= TASK PROMPT =
Show each line of the records below where the word "sock" occurs.

= MATERIAL PROVIDED =

--------

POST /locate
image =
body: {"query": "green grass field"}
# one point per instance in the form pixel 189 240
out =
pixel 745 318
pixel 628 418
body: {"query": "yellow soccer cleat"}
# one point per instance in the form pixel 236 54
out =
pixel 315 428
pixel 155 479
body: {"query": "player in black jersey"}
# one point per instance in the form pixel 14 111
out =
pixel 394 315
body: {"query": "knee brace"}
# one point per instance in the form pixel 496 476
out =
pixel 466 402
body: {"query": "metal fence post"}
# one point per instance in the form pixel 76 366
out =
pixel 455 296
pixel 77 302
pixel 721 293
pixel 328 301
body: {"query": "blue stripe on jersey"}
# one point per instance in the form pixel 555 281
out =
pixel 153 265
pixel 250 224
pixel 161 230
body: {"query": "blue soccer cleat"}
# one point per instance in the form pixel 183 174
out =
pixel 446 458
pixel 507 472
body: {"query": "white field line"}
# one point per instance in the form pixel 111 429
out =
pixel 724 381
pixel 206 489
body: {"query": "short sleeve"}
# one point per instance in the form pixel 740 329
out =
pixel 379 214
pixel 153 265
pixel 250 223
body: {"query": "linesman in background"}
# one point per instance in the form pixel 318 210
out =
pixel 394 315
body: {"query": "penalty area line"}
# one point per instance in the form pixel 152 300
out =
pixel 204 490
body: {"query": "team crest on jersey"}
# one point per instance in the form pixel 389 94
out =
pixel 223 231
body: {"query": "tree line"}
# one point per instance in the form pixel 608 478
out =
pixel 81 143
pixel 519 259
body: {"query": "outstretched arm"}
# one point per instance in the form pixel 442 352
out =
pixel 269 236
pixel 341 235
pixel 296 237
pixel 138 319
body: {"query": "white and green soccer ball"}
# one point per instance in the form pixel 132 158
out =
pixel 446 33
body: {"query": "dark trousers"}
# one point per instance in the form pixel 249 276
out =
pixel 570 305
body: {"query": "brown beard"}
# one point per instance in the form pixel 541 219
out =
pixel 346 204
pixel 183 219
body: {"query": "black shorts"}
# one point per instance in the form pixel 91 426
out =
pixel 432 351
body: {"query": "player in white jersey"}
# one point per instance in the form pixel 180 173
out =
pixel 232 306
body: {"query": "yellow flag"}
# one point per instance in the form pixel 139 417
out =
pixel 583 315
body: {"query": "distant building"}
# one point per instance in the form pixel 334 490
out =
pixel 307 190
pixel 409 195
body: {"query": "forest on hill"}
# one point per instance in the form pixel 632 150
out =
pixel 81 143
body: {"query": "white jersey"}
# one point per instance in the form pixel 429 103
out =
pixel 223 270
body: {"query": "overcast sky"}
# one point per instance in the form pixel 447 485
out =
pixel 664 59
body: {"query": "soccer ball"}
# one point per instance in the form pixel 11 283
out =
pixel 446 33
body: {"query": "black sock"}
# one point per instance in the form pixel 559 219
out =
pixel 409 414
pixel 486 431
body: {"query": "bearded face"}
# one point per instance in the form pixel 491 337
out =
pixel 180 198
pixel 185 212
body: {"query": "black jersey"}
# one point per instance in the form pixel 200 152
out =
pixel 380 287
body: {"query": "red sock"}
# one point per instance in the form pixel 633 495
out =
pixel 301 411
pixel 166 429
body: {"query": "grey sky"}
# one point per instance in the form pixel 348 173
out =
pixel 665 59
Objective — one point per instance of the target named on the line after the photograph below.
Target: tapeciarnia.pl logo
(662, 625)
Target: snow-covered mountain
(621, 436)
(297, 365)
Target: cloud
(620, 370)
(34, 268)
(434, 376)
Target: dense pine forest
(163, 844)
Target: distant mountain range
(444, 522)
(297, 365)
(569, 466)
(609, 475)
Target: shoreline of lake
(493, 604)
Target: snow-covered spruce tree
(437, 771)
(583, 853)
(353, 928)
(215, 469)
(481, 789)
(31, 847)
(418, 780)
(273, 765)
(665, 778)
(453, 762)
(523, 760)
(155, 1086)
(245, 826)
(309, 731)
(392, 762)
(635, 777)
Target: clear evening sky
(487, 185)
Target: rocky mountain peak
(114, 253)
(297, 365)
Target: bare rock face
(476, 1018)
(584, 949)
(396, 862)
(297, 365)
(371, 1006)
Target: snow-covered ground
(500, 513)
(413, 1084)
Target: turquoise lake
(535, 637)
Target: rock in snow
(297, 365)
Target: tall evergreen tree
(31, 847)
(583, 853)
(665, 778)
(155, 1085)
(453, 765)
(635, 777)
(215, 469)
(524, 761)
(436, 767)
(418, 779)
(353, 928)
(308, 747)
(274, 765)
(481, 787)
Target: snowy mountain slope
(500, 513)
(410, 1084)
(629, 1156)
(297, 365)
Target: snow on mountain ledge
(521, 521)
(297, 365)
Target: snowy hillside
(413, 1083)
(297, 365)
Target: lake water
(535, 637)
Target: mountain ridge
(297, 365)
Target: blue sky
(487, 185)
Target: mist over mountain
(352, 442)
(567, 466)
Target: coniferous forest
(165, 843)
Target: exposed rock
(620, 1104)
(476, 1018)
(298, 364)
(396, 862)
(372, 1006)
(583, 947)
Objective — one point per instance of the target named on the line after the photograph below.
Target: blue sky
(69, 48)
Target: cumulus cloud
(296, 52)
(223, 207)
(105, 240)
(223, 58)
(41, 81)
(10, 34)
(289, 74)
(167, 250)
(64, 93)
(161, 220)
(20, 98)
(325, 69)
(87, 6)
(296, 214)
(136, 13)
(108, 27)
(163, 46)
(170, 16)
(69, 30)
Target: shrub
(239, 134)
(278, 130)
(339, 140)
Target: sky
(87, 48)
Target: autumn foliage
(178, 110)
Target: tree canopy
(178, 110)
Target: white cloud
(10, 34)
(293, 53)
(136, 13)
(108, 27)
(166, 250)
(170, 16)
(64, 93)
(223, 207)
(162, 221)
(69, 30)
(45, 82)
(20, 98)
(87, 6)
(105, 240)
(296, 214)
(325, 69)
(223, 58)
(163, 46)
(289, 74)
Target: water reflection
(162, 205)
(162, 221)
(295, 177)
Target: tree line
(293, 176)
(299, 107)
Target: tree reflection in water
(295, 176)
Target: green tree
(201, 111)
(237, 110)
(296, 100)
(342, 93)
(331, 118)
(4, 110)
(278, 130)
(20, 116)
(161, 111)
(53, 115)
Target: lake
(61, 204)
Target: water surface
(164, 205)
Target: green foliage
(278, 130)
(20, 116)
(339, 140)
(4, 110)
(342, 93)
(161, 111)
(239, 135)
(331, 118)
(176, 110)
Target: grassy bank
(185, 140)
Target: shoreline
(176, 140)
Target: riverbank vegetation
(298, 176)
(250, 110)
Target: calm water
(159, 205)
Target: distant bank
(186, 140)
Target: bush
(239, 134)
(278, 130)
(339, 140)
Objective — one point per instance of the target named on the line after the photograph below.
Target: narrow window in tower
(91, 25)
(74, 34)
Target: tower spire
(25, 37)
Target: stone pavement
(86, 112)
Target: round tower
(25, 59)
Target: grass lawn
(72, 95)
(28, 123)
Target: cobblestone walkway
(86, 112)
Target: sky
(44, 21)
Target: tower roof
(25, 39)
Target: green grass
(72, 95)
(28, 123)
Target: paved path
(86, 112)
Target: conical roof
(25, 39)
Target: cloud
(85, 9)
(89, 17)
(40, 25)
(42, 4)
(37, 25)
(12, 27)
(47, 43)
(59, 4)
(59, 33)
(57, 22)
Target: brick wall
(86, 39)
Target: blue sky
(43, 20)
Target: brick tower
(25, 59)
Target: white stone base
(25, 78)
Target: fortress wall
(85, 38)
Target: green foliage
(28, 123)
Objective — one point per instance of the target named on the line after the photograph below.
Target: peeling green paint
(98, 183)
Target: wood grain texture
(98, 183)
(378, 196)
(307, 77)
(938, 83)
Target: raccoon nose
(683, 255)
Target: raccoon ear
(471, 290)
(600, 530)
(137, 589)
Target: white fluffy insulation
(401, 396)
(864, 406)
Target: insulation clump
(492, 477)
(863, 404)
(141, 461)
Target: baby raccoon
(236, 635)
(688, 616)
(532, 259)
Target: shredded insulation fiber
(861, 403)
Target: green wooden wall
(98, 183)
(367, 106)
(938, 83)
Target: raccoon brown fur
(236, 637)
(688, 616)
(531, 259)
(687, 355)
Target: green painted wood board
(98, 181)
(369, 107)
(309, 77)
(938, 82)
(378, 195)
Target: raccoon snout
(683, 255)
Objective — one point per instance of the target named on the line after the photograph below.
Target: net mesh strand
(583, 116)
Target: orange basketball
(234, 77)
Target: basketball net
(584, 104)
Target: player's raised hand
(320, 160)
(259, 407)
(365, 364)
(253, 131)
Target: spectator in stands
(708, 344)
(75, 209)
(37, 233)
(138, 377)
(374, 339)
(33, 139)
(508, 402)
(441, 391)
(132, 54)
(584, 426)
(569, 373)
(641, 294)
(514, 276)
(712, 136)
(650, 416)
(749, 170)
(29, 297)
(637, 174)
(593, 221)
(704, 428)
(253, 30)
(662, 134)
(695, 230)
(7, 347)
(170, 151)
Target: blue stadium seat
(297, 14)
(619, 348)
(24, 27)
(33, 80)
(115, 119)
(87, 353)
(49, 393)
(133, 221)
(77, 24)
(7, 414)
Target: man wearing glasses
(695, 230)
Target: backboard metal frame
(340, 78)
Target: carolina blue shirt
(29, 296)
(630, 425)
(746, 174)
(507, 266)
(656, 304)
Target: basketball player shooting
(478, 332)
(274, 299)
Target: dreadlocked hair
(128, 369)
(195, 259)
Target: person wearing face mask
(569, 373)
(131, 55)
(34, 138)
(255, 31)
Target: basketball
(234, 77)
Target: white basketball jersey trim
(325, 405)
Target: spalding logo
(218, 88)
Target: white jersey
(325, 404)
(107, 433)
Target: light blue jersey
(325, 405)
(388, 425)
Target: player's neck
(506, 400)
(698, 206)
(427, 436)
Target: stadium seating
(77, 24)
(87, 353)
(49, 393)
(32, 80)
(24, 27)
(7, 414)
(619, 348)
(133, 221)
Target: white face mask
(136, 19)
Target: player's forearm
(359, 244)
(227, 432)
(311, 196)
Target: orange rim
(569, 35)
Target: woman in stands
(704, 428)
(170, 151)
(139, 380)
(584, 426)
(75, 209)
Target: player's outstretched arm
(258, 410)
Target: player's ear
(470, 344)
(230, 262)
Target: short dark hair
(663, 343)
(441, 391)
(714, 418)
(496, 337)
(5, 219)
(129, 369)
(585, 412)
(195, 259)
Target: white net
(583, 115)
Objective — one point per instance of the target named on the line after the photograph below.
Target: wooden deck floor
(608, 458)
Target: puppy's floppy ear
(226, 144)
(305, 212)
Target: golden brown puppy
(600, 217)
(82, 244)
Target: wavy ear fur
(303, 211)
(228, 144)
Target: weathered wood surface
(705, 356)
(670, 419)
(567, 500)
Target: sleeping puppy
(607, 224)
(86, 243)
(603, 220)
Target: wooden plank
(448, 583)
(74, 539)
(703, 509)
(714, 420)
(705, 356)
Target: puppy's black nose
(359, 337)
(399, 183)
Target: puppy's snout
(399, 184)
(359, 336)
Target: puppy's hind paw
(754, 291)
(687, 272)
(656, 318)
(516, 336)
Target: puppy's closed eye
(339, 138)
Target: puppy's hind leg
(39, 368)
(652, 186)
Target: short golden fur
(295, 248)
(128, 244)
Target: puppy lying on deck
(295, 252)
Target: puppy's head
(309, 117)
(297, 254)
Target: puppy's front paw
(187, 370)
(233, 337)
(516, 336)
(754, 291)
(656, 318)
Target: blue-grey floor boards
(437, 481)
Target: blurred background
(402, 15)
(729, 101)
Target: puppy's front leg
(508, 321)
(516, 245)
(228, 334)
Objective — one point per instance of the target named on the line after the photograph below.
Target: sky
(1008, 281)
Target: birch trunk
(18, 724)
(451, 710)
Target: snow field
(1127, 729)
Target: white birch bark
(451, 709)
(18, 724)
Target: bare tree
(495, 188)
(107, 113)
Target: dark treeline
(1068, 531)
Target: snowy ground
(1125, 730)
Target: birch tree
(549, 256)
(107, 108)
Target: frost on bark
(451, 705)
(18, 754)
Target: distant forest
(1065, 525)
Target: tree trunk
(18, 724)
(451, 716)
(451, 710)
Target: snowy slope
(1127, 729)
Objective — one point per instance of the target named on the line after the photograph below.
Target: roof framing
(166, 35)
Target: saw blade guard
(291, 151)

--------

= RESPONSE BOX =
body: {"query": "black sock"}
body: {"query": "red sock"}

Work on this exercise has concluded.